▸ **What to do**
From the items below, keep only the lines that contain the string "forest", treating uppercase and lowercase letters as distinct.
# # #
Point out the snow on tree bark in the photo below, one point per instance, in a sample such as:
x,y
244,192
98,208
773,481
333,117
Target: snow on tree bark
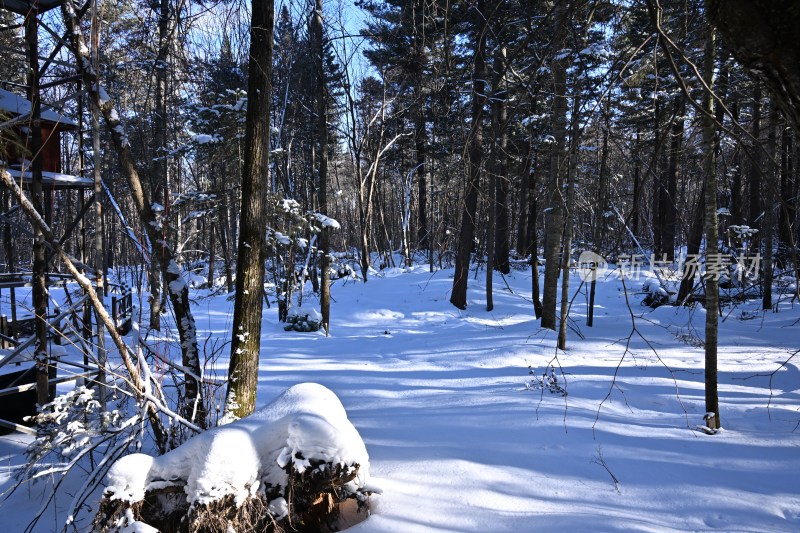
x,y
246,340
193,407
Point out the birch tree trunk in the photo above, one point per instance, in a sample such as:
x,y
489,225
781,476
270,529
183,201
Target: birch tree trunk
x,y
193,407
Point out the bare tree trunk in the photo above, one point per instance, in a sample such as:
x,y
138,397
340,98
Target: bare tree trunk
x,y
712,245
39,278
322,175
555,220
246,336
755,164
568,222
671,196
193,407
158,168
458,297
768,227
499,192
420,130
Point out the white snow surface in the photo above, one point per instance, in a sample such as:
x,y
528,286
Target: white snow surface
x,y
307,421
458,443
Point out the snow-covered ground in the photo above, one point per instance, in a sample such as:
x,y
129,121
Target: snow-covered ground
x,y
458,442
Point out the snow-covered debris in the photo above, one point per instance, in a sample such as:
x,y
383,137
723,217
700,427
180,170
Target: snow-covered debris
x,y
304,429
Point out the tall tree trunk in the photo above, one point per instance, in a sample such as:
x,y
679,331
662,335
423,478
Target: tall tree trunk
x,y
671,196
755,164
737,209
322,159
599,222
158,167
768,227
634,215
193,406
788,202
554,220
692,250
246,336
500,190
39,278
523,230
568,221
458,297
712,245
420,130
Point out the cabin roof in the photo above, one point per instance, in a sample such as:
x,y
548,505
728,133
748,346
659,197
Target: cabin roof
x,y
21,7
53,180
17,105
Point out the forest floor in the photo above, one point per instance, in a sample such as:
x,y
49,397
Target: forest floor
x,y
463,438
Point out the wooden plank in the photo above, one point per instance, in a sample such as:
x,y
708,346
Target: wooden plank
x,y
54,381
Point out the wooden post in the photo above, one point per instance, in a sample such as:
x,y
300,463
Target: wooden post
x,y
590,318
14,329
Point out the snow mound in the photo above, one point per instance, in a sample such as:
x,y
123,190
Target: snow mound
x,y
303,427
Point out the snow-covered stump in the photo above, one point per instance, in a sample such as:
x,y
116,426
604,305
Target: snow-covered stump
x,y
292,465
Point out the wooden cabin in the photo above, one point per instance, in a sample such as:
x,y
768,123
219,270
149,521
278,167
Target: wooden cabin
x,y
15,141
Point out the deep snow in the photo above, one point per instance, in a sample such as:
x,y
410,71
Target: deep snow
x,y
458,442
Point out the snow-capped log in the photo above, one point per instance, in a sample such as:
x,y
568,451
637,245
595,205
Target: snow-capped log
x,y
293,464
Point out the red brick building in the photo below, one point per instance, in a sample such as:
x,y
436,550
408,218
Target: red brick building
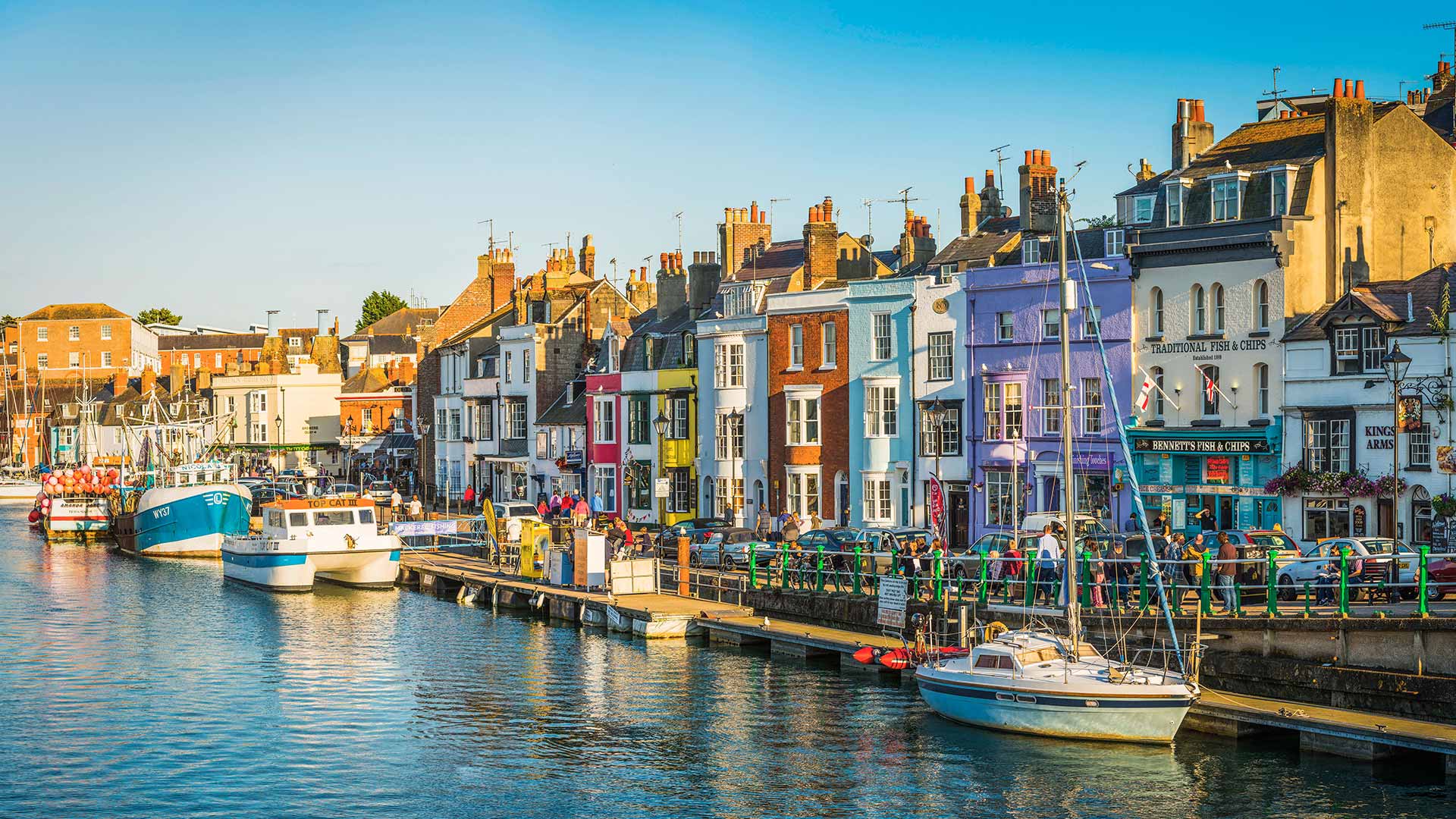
x,y
85,337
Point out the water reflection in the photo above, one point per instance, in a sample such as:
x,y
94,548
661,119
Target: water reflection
x,y
152,689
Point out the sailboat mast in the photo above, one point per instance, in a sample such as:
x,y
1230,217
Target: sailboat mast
x,y
1063,292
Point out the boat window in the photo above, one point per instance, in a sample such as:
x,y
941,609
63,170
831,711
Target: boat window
x,y
338,518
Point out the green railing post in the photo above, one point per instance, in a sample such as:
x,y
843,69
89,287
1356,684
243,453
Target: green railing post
x,y
937,575
1421,608
1345,580
1272,610
1206,588
1142,582
1087,579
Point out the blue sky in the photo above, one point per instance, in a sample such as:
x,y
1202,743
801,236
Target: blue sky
x,y
240,158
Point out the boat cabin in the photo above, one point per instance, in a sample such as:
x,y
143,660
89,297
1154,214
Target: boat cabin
x,y
309,518
1017,653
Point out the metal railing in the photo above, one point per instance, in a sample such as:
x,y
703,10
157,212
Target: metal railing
x,y
1110,583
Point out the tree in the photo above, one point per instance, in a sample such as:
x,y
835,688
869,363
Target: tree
x,y
376,306
158,315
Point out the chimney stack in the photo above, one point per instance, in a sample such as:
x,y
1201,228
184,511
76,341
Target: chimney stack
x,y
820,245
1038,193
1191,133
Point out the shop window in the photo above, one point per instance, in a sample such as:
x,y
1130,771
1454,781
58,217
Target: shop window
x,y
1327,518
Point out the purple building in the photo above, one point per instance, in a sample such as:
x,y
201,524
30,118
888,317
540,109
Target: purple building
x,y
1015,362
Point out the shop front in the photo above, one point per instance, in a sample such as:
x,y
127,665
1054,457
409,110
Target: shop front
x,y
1207,479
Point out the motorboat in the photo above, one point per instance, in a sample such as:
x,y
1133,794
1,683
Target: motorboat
x,y
185,513
1037,682
306,539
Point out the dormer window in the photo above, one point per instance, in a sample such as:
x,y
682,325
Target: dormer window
x,y
1228,194
1282,178
1359,350
1144,207
1175,196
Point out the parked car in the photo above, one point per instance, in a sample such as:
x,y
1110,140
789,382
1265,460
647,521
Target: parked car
x,y
726,548
510,516
1084,523
1365,573
695,531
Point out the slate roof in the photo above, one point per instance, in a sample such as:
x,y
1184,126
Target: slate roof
x,y
1383,300
82,311
213,341
405,321
564,413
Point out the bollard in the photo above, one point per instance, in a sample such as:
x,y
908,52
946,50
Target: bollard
x,y
1345,580
983,591
1272,610
937,572
1142,583
1206,588
1087,579
1421,607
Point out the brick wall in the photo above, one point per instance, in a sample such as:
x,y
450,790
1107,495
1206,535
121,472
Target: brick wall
x,y
833,452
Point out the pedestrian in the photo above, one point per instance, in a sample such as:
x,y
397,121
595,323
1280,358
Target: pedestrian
x,y
1049,558
1226,572
1120,569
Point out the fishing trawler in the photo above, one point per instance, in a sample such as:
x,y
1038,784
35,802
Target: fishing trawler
x,y
334,539
1050,682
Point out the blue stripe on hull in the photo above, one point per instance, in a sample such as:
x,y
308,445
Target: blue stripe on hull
x,y
264,560
213,510
1059,701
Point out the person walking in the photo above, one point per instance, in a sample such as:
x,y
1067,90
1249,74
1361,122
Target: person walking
x,y
1049,560
1226,572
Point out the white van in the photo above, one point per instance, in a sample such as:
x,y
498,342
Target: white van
x,y
1084,523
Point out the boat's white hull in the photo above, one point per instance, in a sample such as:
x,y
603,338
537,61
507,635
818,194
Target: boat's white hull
x,y
296,572
1122,717
15,490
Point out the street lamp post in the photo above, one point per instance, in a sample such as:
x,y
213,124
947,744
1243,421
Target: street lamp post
x,y
660,425
1395,366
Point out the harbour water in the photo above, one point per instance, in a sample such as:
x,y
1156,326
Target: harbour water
x,y
152,689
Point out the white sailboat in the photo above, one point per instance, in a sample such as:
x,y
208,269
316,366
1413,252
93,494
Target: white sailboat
x,y
1053,684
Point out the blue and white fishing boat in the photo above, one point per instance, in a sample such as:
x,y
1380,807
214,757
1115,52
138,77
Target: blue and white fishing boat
x,y
187,513
1050,682
334,539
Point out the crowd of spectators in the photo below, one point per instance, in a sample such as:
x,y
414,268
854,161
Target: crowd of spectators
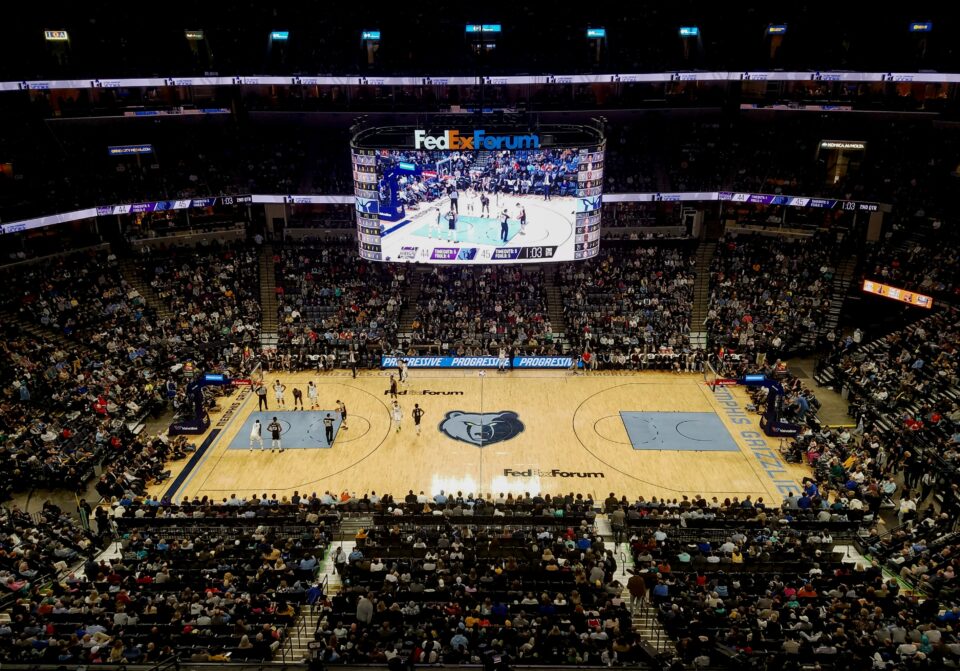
# # #
▸ **Response to the exercise**
Point out the forest floor in the photo above, one point per instance, in a sample such as:
Target: forest floor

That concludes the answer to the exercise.